> What you are asked to do:
Below are the entries to work from; restate word for word the portion that opens with the line containing "Target: car undercarriage" and closes with the line containing "Target: car tire", keeping both.
------------
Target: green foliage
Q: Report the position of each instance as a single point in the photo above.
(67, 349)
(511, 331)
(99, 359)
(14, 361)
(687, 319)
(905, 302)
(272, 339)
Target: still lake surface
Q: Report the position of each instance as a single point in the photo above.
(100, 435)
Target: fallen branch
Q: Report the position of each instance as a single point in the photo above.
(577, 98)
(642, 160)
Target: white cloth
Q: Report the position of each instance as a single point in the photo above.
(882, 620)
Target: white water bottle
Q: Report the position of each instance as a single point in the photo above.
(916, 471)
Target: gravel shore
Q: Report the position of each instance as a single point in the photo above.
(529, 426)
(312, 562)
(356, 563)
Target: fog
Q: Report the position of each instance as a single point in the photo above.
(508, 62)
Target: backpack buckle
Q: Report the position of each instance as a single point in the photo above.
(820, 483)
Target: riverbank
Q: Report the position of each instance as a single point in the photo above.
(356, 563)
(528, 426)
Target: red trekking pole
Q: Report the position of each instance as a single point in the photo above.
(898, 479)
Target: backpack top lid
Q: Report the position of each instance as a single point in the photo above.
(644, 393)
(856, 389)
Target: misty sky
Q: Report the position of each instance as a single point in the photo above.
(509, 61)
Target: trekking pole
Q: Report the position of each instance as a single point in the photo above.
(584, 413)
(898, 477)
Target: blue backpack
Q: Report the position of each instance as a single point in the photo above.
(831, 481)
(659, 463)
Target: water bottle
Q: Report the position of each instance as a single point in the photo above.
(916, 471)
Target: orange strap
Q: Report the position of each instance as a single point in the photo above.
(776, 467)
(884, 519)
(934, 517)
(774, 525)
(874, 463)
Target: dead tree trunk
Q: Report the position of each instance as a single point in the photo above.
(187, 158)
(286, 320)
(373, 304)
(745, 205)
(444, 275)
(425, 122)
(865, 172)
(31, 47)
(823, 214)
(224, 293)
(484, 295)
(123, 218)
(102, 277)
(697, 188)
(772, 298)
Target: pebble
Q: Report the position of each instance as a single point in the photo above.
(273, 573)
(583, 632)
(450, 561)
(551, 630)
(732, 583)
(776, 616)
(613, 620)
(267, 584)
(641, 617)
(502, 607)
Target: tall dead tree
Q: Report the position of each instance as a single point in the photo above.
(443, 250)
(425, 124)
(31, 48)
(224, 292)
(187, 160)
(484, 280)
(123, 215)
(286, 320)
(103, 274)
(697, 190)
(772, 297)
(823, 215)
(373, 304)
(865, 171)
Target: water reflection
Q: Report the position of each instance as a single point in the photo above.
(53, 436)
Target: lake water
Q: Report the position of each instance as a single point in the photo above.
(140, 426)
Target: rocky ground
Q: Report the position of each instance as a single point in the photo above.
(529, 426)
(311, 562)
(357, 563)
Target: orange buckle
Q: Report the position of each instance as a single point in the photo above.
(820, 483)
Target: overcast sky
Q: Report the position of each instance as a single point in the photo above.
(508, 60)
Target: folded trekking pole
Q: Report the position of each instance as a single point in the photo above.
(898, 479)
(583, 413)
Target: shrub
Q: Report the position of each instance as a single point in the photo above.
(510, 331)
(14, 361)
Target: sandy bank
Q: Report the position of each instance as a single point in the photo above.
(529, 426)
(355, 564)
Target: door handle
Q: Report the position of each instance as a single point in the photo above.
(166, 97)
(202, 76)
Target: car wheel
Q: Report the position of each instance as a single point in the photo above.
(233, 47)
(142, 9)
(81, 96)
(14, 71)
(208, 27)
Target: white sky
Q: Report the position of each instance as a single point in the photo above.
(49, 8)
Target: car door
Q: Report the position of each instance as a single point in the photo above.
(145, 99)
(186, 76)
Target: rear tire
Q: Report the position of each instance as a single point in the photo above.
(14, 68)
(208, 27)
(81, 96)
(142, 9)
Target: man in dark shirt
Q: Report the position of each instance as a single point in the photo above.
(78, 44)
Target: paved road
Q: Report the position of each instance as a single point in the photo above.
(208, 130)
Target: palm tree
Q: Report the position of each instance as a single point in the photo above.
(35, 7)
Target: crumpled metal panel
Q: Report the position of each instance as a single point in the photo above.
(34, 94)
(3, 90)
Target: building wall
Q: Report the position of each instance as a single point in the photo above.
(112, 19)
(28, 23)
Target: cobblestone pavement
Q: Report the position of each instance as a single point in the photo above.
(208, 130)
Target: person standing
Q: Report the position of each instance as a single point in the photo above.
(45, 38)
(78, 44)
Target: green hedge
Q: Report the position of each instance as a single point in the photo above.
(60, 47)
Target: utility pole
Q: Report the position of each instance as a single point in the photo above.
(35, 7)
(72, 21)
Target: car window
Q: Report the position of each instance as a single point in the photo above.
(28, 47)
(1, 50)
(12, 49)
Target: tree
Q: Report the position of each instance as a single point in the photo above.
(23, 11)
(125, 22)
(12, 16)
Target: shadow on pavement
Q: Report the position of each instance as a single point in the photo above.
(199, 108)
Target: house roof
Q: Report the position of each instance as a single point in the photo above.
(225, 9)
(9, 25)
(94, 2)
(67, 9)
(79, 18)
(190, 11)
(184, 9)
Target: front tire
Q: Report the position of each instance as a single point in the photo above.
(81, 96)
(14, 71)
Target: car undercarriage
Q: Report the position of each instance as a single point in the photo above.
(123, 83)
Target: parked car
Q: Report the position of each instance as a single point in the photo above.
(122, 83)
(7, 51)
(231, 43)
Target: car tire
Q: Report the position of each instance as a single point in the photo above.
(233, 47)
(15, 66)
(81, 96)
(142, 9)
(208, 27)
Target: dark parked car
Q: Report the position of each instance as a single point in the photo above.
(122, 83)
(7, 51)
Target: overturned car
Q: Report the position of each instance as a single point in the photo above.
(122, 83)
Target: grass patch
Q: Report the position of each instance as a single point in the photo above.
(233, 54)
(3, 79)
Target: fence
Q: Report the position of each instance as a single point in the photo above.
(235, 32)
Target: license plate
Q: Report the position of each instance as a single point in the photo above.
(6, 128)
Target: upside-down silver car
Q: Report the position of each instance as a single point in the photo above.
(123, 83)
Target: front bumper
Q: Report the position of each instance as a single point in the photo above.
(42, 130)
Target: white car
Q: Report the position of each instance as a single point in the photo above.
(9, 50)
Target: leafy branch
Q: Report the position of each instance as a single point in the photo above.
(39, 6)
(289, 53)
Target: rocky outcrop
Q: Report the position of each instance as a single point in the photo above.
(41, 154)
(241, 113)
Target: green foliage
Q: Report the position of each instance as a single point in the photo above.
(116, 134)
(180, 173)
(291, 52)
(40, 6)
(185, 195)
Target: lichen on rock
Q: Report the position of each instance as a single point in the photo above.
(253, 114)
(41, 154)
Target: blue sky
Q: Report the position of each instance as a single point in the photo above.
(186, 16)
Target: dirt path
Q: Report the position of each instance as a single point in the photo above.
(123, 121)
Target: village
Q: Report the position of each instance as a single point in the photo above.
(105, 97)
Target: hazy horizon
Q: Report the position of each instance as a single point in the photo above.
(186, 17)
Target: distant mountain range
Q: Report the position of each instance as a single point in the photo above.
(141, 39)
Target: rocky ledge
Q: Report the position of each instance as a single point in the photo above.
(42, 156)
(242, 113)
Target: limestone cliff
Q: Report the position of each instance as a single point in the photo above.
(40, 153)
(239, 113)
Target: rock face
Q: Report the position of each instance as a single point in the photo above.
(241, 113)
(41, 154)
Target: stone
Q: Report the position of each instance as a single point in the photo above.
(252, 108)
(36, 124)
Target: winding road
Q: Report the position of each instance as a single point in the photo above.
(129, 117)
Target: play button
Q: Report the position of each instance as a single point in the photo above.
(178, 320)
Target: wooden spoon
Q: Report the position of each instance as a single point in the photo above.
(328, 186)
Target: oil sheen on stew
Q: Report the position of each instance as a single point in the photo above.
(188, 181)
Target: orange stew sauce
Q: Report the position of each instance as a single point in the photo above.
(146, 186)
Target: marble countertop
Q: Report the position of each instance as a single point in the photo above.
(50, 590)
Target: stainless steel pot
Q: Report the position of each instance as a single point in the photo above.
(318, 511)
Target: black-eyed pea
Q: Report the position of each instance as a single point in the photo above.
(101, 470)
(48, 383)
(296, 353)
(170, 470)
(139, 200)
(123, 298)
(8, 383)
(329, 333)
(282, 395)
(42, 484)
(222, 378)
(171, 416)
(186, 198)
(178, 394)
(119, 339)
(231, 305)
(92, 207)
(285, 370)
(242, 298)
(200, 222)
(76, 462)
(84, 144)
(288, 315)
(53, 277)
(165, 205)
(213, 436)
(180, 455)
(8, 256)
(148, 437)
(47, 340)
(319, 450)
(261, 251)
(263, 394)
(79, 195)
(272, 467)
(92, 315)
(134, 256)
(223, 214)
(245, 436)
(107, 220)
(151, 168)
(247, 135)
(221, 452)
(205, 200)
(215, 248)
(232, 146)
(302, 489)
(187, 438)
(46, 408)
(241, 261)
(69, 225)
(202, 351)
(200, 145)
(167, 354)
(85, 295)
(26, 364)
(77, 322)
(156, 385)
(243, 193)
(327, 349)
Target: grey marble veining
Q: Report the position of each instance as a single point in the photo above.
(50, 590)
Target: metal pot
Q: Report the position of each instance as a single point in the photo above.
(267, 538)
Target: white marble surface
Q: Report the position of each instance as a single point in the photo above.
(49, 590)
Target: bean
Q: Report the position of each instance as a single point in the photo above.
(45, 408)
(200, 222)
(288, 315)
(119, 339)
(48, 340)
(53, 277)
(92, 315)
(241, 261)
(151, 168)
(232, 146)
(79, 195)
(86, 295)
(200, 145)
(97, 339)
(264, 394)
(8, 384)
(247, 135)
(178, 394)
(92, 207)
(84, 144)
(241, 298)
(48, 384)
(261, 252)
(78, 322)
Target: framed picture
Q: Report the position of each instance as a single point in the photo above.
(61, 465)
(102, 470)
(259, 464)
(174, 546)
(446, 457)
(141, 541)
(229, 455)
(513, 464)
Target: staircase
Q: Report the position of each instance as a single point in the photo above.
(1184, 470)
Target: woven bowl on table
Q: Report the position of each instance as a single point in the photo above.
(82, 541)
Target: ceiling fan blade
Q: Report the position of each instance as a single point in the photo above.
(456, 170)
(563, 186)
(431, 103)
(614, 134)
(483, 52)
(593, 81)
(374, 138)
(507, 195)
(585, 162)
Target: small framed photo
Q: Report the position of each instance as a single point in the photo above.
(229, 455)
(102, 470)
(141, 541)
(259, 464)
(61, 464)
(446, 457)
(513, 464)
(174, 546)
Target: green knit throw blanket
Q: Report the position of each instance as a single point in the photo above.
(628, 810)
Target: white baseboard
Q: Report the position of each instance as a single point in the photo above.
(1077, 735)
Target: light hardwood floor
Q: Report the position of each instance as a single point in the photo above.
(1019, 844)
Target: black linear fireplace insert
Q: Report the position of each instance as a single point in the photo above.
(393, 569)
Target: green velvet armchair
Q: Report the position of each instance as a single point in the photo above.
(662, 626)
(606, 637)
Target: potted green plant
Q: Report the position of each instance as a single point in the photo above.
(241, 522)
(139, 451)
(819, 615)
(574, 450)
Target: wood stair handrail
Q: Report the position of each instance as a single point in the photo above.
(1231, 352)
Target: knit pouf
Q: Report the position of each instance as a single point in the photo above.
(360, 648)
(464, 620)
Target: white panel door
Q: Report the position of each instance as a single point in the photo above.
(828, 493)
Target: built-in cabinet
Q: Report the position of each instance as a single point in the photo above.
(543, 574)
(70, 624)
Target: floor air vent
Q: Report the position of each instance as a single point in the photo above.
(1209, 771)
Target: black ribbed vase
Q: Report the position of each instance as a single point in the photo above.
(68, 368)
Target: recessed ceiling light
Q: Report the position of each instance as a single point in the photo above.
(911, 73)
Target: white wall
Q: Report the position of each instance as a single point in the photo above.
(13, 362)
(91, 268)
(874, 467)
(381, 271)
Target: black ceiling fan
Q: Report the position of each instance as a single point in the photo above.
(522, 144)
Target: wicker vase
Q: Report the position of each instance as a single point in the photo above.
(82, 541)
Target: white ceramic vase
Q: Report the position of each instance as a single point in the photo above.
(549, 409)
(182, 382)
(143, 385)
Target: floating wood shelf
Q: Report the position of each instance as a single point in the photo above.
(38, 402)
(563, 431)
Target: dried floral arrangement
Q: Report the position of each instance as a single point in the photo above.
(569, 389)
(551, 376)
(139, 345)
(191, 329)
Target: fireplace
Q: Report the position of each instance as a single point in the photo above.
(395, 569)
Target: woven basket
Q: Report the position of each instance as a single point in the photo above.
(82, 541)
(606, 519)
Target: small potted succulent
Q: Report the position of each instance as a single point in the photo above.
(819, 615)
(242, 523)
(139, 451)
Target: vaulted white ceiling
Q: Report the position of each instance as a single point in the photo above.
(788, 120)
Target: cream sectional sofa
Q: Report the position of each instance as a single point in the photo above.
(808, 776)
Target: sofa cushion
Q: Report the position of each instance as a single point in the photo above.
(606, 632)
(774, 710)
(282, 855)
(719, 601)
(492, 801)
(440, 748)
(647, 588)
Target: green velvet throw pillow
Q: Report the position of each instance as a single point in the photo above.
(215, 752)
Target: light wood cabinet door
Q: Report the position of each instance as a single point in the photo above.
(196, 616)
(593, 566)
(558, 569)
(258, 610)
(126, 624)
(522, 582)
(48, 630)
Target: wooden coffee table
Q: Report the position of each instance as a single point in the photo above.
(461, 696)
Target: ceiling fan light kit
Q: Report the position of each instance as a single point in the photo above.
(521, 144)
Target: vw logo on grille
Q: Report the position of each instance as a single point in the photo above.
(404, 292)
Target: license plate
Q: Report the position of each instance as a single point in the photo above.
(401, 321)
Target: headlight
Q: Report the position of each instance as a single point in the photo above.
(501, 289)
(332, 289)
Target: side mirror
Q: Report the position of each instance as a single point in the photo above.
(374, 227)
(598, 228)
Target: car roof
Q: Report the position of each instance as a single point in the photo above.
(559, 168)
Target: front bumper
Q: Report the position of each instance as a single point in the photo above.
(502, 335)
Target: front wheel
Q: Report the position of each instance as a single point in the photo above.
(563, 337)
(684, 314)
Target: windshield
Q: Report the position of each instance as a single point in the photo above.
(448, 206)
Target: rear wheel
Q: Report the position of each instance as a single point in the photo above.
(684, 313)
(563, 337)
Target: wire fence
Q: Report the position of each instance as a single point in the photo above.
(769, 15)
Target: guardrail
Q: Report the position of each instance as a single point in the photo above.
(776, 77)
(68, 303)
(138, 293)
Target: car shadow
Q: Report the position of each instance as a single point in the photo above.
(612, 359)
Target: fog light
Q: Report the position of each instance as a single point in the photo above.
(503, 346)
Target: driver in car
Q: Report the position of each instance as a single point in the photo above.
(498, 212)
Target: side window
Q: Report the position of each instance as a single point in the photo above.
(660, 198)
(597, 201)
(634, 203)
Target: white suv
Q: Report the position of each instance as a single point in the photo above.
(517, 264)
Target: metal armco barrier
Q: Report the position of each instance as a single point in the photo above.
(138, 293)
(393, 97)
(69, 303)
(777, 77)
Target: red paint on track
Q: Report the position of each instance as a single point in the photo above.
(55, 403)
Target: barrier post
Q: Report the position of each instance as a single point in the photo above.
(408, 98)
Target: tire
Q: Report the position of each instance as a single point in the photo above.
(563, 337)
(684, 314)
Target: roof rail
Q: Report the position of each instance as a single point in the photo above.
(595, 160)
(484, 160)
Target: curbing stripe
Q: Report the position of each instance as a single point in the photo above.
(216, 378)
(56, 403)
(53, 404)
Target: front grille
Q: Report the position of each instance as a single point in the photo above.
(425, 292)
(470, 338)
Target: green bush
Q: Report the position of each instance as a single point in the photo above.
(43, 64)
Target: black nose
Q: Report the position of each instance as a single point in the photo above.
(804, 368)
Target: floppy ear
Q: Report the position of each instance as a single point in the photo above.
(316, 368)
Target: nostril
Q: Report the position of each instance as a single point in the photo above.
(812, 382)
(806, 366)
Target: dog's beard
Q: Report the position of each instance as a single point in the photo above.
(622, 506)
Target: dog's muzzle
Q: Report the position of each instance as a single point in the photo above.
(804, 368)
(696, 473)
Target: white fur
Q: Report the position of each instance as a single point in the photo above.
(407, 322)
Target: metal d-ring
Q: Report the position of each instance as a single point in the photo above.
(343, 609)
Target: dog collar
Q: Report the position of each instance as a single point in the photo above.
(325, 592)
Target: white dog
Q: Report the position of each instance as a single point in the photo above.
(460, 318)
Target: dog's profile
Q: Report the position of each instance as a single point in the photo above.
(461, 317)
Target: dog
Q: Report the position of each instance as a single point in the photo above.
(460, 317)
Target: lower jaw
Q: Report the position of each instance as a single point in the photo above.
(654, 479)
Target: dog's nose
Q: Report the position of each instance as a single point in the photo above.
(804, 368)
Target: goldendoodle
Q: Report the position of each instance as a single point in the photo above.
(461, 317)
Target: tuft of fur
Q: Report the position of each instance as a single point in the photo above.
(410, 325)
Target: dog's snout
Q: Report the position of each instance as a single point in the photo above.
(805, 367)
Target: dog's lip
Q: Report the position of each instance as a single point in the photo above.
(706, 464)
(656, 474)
------------
> Exercise output:
Target: car undercarriage
Q: Report the position of each instance as a single point in the photo above.
(123, 83)
Target: parked car
Q: Report the position of each instance as a single point in the photo above.
(122, 83)
(7, 51)
(231, 43)
Target: car tire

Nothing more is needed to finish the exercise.